§ **BRIEF**: Convert the records below into a JSON list of strings with one string per line, skipping blank lines. Leave the pictures out of the list.
-- LISTED RECORDS start --
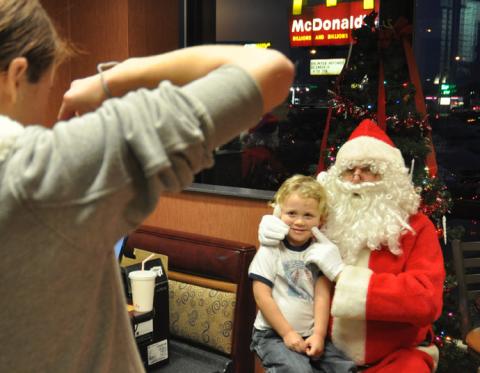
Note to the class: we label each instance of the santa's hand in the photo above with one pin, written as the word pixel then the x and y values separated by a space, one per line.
pixel 325 255
pixel 271 230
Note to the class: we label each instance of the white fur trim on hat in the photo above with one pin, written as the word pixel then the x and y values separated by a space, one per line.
pixel 366 148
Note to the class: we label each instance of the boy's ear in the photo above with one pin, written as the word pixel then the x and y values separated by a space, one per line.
pixel 277 210
pixel 13 77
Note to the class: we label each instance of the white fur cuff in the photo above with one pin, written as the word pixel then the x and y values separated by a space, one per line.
pixel 350 297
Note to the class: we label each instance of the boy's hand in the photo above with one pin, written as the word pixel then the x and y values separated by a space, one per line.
pixel 271 231
pixel 325 255
pixel 295 342
pixel 315 346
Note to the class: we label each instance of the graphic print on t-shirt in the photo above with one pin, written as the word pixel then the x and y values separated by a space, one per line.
pixel 298 276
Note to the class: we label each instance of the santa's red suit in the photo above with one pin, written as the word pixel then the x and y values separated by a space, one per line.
pixel 386 303
pixel 385 298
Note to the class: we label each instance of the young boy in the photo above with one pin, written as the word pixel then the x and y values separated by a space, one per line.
pixel 294 298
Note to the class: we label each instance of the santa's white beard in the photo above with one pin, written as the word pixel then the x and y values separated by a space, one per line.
pixel 368 215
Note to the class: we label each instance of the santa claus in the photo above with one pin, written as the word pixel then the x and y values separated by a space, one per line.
pixel 386 263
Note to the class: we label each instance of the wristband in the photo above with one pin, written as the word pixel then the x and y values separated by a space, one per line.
pixel 101 67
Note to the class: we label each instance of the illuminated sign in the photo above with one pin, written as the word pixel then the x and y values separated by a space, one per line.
pixel 263 45
pixel 331 66
pixel 329 24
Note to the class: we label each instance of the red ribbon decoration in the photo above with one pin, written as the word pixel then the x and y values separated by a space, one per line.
pixel 402 29
pixel 381 115
pixel 323 146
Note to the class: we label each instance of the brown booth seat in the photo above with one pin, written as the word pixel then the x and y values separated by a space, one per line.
pixel 196 265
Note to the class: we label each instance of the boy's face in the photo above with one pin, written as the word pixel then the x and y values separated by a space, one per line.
pixel 301 214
-- LISTED RECORDS end --
§ **TASK ANSWER**:
[
  "Note to the class: we label each instance of the santa's hand in the photo above with one pin, written as the word pixel then the x and y values separated by a space, one per line.",
  "pixel 325 255",
  "pixel 271 230",
  "Note to the class: we label each instance of the white fur trim on hat in the photo above with one pin, written as the word pixel then the x and y values separated by a space, one per line.",
  "pixel 366 148",
  "Note to the class: we label each instance of the boy's ear in the photo above with one pin, written as the word pixel then the x and y values separated by a space, one per line.",
  "pixel 277 210",
  "pixel 13 77",
  "Note to the class: we label each instance of the white fur cuff in the photo above with one pin, written as the word pixel then the x and y values separated by a space, one per line.",
  "pixel 350 297",
  "Note to the class: we label each instance of the boy's hand in the photo above with one pin, written as the word pixel then the x and y values separated by a space, one per line.",
  "pixel 271 231",
  "pixel 325 255",
  "pixel 295 342",
  "pixel 315 346",
  "Note to the class: we label each instance of the graphic print on t-shirt in the photo above with one pin, written as the word pixel then the x and y values separated by a space, one per line.",
  "pixel 298 276",
  "Note to the class: we label each instance of the santa's red suit in the photo above with one pin, written as the word pixel then the x and y values separated by a space, one per line.",
  "pixel 386 303",
  "pixel 385 298",
  "Note to the class: we label each instance of the young boy in the photo above with one pin, written as the word pixel then the x and y values separated by a space, one per line.",
  "pixel 294 298",
  "Note to the class: we label each instance of the santa's white beard in the photo above with one pin, written as the word pixel then the x and y values separated by a space, one per line.",
  "pixel 368 215",
  "Note to the class: we label each instance of the santa claus in the photo above with one pin, written as the word pixel then the x and y values separated by a space, one per line.",
  "pixel 386 263",
  "Note to the class: we label each instance of the wristband in the photo above with one pin, written as the word pixel then the x and y values separated by a space, one per line.",
  "pixel 101 67",
  "Note to the class: we label each instance of the illuminated sign in the photo above with one pin, written as the word pixel then the x and y values separated by a space, one per line.",
  "pixel 263 45",
  "pixel 331 66",
  "pixel 329 24",
  "Note to the class: we label each instance of the red ribbon decoration in the photo above with one pin, written as the word pixel then the x and y values separated by a space, one per line.",
  "pixel 402 29",
  "pixel 381 115",
  "pixel 323 146",
  "Note to the class: we label each instance of the brown booth seat in the photo above with one pin, written as the word pixel then the x and y values separated by a space, one per line.",
  "pixel 196 265",
  "Note to the class: we label each instance of the boy's face in the photo above with one pin, written as the word pixel then the x and y values separated by a space, one per line.",
  "pixel 301 214"
]